• [Task instructions]: Return each line of the data that follows exactly as it reads.
***
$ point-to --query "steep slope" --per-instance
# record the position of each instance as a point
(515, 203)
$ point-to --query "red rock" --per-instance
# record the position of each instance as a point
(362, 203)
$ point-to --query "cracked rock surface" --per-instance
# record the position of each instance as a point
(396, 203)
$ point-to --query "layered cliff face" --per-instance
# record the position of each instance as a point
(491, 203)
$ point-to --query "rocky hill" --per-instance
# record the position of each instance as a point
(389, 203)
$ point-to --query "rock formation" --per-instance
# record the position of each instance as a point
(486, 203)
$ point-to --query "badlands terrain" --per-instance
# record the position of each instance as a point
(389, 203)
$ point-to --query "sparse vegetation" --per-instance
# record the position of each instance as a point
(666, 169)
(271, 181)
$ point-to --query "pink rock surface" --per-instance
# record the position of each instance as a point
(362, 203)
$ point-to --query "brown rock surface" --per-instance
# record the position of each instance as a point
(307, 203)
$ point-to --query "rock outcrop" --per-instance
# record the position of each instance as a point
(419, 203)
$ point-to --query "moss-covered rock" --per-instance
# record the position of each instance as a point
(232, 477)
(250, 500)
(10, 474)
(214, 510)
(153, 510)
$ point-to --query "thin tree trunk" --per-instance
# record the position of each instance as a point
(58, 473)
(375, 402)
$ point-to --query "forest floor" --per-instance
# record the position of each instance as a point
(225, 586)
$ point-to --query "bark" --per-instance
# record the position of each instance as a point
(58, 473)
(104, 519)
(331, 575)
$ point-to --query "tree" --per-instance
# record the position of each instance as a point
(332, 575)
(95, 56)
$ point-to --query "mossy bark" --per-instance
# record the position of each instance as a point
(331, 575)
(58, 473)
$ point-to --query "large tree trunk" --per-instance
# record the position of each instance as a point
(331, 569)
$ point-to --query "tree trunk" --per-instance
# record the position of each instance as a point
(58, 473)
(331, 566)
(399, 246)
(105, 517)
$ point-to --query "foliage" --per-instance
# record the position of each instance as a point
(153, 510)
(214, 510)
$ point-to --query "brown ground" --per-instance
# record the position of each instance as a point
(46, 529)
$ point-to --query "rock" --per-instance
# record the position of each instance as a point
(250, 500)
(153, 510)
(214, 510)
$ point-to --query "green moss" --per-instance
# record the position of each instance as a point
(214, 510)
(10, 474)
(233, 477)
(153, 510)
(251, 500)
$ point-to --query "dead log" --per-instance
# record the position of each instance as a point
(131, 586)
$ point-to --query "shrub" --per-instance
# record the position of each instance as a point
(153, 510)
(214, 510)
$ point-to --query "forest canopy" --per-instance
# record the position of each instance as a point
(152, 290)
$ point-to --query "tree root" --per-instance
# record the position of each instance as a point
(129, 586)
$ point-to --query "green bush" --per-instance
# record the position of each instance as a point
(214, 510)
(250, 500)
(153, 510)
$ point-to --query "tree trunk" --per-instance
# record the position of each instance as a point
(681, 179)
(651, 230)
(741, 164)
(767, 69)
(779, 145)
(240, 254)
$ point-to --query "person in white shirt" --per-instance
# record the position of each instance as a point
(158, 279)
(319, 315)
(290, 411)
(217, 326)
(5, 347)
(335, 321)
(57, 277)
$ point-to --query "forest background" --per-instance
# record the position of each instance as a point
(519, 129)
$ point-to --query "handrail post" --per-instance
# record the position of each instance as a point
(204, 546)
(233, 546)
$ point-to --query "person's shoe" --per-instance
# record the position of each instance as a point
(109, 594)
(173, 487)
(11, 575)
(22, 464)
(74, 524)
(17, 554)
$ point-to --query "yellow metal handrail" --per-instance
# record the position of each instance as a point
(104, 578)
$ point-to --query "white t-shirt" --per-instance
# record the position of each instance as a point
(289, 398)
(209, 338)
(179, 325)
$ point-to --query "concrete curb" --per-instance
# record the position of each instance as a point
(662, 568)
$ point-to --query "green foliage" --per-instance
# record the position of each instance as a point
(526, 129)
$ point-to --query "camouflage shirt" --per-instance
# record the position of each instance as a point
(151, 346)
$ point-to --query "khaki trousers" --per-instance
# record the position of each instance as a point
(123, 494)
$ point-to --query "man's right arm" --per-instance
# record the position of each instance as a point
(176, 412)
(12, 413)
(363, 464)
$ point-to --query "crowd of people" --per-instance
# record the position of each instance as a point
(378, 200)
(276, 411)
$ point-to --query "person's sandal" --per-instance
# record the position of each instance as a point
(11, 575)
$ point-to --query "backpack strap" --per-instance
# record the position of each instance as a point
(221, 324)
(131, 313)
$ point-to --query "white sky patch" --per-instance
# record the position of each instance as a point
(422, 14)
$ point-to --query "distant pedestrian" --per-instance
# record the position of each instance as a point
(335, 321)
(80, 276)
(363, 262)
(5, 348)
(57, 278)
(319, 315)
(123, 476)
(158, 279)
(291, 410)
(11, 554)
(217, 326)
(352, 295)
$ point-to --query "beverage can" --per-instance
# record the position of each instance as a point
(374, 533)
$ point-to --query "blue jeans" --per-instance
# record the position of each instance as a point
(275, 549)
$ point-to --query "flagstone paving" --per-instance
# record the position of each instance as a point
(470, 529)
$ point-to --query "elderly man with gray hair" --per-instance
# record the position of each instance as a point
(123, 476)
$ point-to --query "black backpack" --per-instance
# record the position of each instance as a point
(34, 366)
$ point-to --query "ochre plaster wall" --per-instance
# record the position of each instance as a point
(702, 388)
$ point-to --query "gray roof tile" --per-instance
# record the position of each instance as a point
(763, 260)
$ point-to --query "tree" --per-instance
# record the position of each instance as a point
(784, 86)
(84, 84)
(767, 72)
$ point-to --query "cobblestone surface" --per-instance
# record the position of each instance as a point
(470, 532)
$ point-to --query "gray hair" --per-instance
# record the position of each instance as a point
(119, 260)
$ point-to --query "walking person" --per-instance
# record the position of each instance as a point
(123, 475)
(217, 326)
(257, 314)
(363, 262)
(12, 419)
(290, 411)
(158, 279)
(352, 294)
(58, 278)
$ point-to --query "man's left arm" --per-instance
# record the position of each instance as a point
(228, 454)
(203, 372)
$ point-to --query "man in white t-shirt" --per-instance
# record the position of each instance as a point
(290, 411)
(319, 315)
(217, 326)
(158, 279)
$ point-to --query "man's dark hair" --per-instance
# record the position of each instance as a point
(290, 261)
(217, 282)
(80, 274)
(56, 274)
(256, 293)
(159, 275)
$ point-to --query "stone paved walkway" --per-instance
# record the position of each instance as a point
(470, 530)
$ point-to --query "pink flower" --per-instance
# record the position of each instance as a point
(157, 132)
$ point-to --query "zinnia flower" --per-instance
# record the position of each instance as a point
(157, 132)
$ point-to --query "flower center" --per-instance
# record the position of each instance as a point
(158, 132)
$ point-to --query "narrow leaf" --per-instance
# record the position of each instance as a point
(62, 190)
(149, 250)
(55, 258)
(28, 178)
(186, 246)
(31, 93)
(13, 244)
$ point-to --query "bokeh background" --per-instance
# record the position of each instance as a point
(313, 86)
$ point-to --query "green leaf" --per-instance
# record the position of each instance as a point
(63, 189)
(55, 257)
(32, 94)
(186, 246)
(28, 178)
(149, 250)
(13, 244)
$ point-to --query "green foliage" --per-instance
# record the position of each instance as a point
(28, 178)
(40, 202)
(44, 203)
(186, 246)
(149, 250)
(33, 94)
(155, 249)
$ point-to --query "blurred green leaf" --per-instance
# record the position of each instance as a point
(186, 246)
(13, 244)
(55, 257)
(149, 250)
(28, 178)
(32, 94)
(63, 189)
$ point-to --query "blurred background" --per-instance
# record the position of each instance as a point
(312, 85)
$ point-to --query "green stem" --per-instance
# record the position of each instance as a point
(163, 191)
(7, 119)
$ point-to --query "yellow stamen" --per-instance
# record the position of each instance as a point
***
• [Task result]:
$ point-to --query "steep slope" --per-instance
# record the position of each instance as a point
(515, 203)
$ point-to --query "red rock" --per-instance
# record the position of each instance as a point
(362, 203)
$ point-to --query "cracked rock surface" --per-instance
# record the position of each instance as a point
(396, 203)
$ point-to --query "layered cliff face" --per-instance
# record the position of each instance as a point
(491, 203)
$ point-to --query "rocky hill" --per-instance
# record the position of each instance as a point
(389, 203)
$ point-to --query "rock formation" --per-instance
# record the position of each instance as a point
(486, 203)
$ point-to --query "badlands terrain" --per-instance
# record the position of each instance as a point
(389, 203)
$ point-to --query "sparse vegetation" --per-instance
# record the position of each instance as a point
(666, 169)
(271, 181)
$ point-to --query "pink rock surface" --per-instance
# record the position of each instance as a point
(362, 203)
$ point-to --query "brown rock surface" --per-instance
# record the position of each instance as a point
(307, 203)
$ point-to --query "rock outcrop" --per-instance
# record the position of each instance as a point
(419, 203)
$ point-to --query "moss-covered rock" --per-instance
# record the position of each instance as a point
(232, 477)
(250, 500)
(10, 474)
(214, 510)
(153, 510)
$ point-to --query "thin tree trunk" --per-instance
# record the position of each instance as a point
(58, 473)
(375, 402)
$ point-to --query "forest floor" --per-instance
# record the position of each instance as a point
(225, 586)
$ point-to --query "bark" --per-instance
# record the position of each instance as a point
(58, 473)
(104, 519)
(331, 575)
$ point-to --query "tree" --per-instance
# record the position of each instance as a point
(332, 575)
(95, 56)
$ point-to --query "mossy bark" --per-instance
# record the position of each instance as a point
(331, 575)
(58, 473)
$ point-to --query "large tree trunk" --per-instance
# record the position of each instance as a point
(331, 569)
$ point-to --query "tree trunk" --per-instance
# record the position of each instance as a point
(58, 473)
(331, 566)
(399, 246)
(105, 517)
$ point-to --query "foliage" --per-instance
# record the position of each instance as a point
(153, 510)
(214, 510)
$ point-to --query "brown ground" --per-instance
# record the position of each instance as a point
(46, 529)
$ point-to --query "rock" --per-instance
# record the position of each instance as a point
(250, 500)
(153, 510)
(214, 510)
$ point-to --query "green moss" --per-instance
# record the position of each instance as a point
(214, 510)
(10, 474)
(233, 477)
(153, 510)
(251, 500)
$ point-to --query "dead log" --per-instance
# record the position of each instance as a point
(131, 586)
$ point-to --query "shrub" --per-instance
# record the position of each instance as a point
(153, 510)
(214, 510)
$ point-to --query "forest canopy" --per-instance
# record the position of each instance as a point
(152, 290)
$ point-to --query "tree root" --per-instance
# record the position of each instance as a point
(129, 586)
$ point-to --query "green bush" --per-instance
# record the position of each instance as a point
(214, 510)
(250, 500)
(153, 510)
$ point-to --query "tree trunk" --per-instance
# record the position of each instance as a point
(681, 179)
(651, 230)
(741, 164)
(767, 69)
(779, 145)
(240, 254)
$ point-to --query "person in white shirt" --per-instance
# record the position of each instance as a point
(158, 279)
(319, 315)
(290, 411)
(217, 326)
(5, 347)
(335, 321)
(57, 277)
$ point-to --query "forest background" --per-instance
# record the position of each instance as a point
(519, 129)
$ point-to --query "handrail post" --per-instance
# record the position of each instance as a point
(204, 546)
(233, 546)
$ point-to --query "person's shoe" --per-instance
# record the position of each instance as a point
(109, 594)
(173, 487)
(11, 575)
(22, 464)
(74, 524)
(17, 554)
$ point-to --query "yellow metal handrail" --per-instance
# record the position of each instance as a point
(104, 578)
$ point-to --query "white t-shirt" --per-instance
# record the position of each instance as a point
(289, 398)
(209, 338)
(179, 325)
$ point-to --query "concrete curb" --per-instance
# record the position of each instance as a point
(662, 568)
$ point-to --query "green foliage" --per-instance
# record the position of each instance as a point
(526, 129)
$ point-to --query "camouflage shirt" --per-instance
# record the position of each instance as a point
(151, 346)
$ point-to --query "khaki trousers" --per-instance
# record the position of each instance as a point
(123, 494)
$ point-to --query "man's right arm" --per-instance
# record the position of each instance as a point
(176, 412)
(12, 413)
(363, 464)
$ point-to --query "crowd of people" --per-instance
# record the position of each instance as a point
(378, 200)
(276, 411)
$ point-to --query "person's sandal" --per-instance
# record the position of each instance as a point
(11, 575)
$ point-to --query "backpack strap" --per-instance
# record the position of each instance as a point
(221, 324)
(131, 313)
$ point-to --query "white sky patch" --per-instance
# record the position of each instance as a point
(422, 14)
$ point-to --query "distant pedestrian" --per-instance
# record the position of each instance as a point
(335, 321)
(80, 276)
(363, 262)
(5, 348)
(57, 278)
(319, 315)
(123, 476)
(158, 279)
(291, 410)
(11, 554)
(217, 326)
(352, 295)
$ point-to --query "beverage can" --per-instance
# record the position of each instance as a point
(374, 533)
$ point-to --query "blue jeans" --per-instance
# record the position of each instance as a point
(275, 549)
$ point-to --query "flagstone paving" --per-instance
# record the position of each instance as a point
(470, 529)
$ point-to --query "elderly man with gray hair" --per-instance
# record the position of each instance as a point
(123, 476)
$ point-to --query "black backpack" --per-instance
# record the position of each instance as a point
(34, 366)
$ point-to --query "ochre plaster wall" --per-instance
# record the position of each instance as a point
(702, 388)
$ point-to --query "gray roof tile" --per-instance
# record the position of each instance as a point
(763, 260)
$ point-to --query "tree" --per-instance
# record the position of each instance as a point
(784, 86)
(84, 84)
(767, 72)
$ point-to --query "cobblestone surface" --per-instance
# record the position of each instance as a point
(470, 532)
$ point-to --query "gray hair" --per-instance
# record the position of each instance as a point
(119, 260)
$ point-to --query "walking person" --per-instance
# record the position of each instance as a point
(123, 475)
(217, 326)
(257, 314)
(363, 262)
(12, 419)
(290, 411)
(158, 279)
(352, 294)
(58, 278)
$ point-to --query "man's left arm" --per-instance
# record the position of each instance as a point
(228, 454)
(203, 372)
$ point-to --query "man in white t-shirt" --per-instance
# record the position of each instance as a point
(290, 411)
(319, 315)
(217, 326)
(158, 279)
$ point-to --query "man's dark hair" --per-instance
# record the position of each instance as a point
(290, 261)
(217, 282)
(80, 274)
(56, 274)
(256, 293)
(159, 275)
$ point-to --query "stone paved walkway" --per-instance
# record the position of each instance as a point
(470, 530)
$ point-to --query "pink flower" --per-instance
# record the position of each instance as a point
(157, 132)
$ point-to --query "zinnia flower" --per-instance
# record the position of each instance as a point
(157, 132)
$ point-to --query "flower center" --per-instance
# record the position of each instance as a point
(158, 132)
$ point-to --query "narrow leaf" --per-instance
# record the position of each instance as a point
(62, 190)
(149, 250)
(55, 258)
(28, 178)
(186, 246)
(31, 93)
(13, 244)
$ point-to --query "bokeh background" --per-instance
# record the position of each instance as a point
(313, 86)
$ point-to --query "green leaf" --per-instance
# record the position of each instance as a point
(63, 189)
(55, 257)
(32, 94)
(186, 246)
(28, 178)
(149, 250)
(13, 244)
$ point-to --query "green foliage" --per-instance
# record the position of each instance as a point
(28, 178)
(40, 202)
(44, 203)
(186, 246)
(149, 250)
(33, 94)
(155, 249)
$ point-to --query "blurred green leaf" --per-instance
# record the position of each instance as a point
(186, 246)
(13, 244)
(55, 257)
(149, 250)
(28, 178)
(32, 94)
(63, 189)
$ point-to --query "blurred background" --per-instance
# record the position of each instance as a point
(312, 85)
$ point-to --query "green stem" --per-instance
# record the position of each instance as a point
(163, 191)
(7, 119)
$ point-to --query "yellow stamen" --per-instance
# record the position of each instance as a point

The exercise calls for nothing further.